▸ TRY IT:
The range starts at the line containing "Put a dot on each instance of the orange buoy" and ends at the last line of the records below. Reproduce those lines exactly.

▸ TASK INPUT:
┄┄┄┄┄┄┄┄┄┄

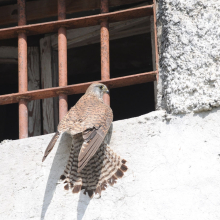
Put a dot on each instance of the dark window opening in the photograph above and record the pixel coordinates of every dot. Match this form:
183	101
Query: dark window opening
8	113
130	55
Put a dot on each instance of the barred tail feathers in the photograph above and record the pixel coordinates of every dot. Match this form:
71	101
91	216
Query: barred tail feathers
105	167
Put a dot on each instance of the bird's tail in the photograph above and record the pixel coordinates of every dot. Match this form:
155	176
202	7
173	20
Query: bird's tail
104	168
51	145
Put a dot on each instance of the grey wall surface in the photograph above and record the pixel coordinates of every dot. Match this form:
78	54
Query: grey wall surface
189	36
173	158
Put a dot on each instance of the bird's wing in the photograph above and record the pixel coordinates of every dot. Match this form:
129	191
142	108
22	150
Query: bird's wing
99	122
51	145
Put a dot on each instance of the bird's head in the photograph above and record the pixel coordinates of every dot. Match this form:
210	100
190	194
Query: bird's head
97	89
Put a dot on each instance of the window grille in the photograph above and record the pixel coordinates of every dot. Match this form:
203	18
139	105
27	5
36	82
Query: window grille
61	25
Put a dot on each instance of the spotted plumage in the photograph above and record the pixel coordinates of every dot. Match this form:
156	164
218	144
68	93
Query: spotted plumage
92	164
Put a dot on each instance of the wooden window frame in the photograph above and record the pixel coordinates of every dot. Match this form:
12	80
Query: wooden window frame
22	31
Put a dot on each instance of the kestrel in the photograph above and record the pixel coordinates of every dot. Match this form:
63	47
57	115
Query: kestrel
92	163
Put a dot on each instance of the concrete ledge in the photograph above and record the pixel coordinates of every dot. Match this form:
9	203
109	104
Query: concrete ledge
174	173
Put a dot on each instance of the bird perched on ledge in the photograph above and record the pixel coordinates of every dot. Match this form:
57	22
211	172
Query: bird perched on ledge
92	164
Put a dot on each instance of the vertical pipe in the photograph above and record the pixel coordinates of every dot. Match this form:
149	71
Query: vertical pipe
22	71
62	59
155	40
104	33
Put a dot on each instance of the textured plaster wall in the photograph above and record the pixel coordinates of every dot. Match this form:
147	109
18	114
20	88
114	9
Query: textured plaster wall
173	159
189	36
174	173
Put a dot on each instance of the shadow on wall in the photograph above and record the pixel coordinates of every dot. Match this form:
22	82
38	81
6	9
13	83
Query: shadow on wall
56	170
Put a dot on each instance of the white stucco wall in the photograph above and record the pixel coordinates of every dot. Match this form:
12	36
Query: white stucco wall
189	36
174	173
173	159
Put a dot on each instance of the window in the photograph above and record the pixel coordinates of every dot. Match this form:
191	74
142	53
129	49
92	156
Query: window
133	65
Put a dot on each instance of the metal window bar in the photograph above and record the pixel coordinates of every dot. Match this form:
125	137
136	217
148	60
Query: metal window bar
23	30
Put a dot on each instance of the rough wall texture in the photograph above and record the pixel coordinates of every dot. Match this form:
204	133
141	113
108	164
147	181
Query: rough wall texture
189	36
174	173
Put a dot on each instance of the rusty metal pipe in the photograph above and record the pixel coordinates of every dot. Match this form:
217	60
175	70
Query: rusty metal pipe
22	71
78	88
62	57
104	35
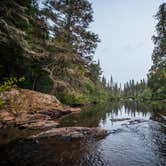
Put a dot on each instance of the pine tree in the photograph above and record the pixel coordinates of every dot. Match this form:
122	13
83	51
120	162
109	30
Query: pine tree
157	75
71	19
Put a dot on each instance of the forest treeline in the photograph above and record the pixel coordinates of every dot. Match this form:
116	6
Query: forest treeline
155	86
49	44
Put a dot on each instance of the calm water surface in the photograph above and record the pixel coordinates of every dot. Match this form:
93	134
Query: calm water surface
137	138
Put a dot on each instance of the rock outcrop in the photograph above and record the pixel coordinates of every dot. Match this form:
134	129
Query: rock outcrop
26	109
70	134
33	110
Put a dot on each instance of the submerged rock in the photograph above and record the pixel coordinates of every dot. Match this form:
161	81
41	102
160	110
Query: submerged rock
119	119
33	110
70	134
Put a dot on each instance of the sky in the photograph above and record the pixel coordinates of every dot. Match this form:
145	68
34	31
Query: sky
125	28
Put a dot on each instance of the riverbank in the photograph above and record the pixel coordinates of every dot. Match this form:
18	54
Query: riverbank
27	109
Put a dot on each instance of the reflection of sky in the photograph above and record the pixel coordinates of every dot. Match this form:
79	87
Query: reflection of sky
125	28
109	123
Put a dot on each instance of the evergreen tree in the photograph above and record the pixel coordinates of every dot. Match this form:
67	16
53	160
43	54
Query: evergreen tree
71	19
157	75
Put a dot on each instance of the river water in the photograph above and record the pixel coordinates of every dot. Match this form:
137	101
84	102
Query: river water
137	137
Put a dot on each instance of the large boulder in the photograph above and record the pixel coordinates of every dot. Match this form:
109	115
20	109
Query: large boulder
30	109
70	134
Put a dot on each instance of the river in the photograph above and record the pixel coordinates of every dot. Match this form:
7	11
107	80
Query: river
137	137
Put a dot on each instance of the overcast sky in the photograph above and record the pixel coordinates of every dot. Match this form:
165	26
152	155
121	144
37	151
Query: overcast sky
125	28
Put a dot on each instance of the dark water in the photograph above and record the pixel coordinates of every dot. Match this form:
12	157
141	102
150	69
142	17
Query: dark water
137	138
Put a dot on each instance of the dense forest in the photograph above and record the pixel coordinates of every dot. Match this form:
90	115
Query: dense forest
50	45
155	86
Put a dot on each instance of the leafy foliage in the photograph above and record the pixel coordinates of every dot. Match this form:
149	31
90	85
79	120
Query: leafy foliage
52	47
157	74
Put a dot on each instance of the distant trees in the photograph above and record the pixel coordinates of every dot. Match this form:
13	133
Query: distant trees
52	46
70	22
157	74
137	90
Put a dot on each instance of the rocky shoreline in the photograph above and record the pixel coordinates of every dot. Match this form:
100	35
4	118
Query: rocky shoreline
26	109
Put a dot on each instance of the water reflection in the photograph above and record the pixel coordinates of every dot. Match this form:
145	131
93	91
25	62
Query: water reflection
137	137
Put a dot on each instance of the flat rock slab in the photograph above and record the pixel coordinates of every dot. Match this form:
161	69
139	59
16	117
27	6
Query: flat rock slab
119	119
70	134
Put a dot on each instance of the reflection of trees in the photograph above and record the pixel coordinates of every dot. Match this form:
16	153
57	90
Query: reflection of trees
91	116
157	140
131	108
28	153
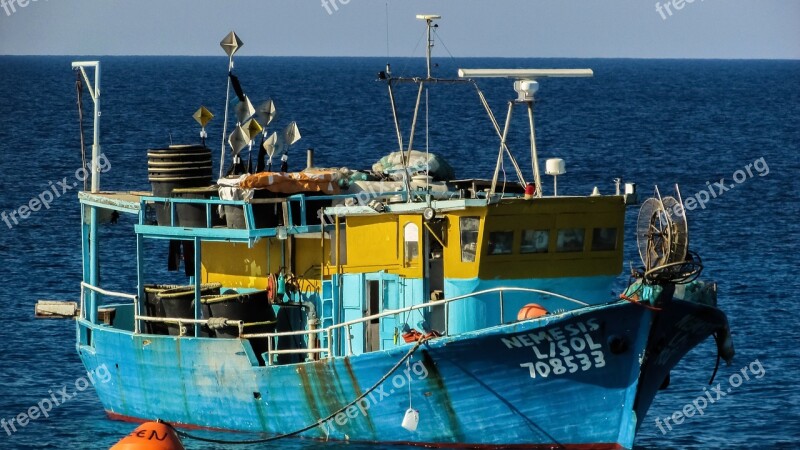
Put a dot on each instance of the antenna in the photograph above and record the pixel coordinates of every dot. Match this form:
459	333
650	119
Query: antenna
231	44
203	116
526	86
429	18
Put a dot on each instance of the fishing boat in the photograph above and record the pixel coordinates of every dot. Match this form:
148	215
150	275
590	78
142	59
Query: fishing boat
405	310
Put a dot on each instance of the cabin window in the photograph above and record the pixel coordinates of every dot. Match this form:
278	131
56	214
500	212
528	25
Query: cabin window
469	237
604	239
411	240
535	241
570	240
501	242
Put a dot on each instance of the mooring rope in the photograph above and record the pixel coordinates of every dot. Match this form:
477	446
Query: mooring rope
319	422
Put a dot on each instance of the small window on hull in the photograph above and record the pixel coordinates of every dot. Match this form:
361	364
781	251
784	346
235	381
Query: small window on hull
501	242
535	241
604	239
411	239
570	240
469	238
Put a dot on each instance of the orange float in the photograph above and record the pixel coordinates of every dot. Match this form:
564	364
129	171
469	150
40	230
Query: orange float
531	311
150	436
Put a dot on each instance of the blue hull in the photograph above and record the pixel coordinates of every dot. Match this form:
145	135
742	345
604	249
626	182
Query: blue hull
569	380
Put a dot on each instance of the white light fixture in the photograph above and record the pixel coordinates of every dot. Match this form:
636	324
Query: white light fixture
555	167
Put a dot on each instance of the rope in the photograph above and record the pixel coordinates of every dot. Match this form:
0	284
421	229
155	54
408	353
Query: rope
716	366
636	301
319	422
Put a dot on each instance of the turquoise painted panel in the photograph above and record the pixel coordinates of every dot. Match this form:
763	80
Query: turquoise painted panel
555	380
353	308
484	311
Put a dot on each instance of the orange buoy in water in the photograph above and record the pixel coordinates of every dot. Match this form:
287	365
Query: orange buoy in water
531	311
150	436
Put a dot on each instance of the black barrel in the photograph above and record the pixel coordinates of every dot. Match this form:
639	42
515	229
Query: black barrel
178	303
177	167
253	308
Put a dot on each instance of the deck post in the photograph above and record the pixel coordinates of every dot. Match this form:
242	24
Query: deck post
140	297
197	280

┄┄┄┄┄┄┄┄┄┄

▸ REPLY:
Put a dot on each instance of the orange buoy in water in the photograph above and record the pixel coordinates of every dot. Match this form:
287	365
Query: orange buoy in water
531	311
150	436
Put a dot on each instance of the black barrel in the photograph above and record the pixel coordinates of every dot. Match this form:
639	42
515	229
Query: black barrel
178	303
177	167
253	308
Put a dot on each instance of the deck post in the photograph above and record the pixel coordinates of every dot. Match this form:
242	24
Query: deck post
140	297
197	280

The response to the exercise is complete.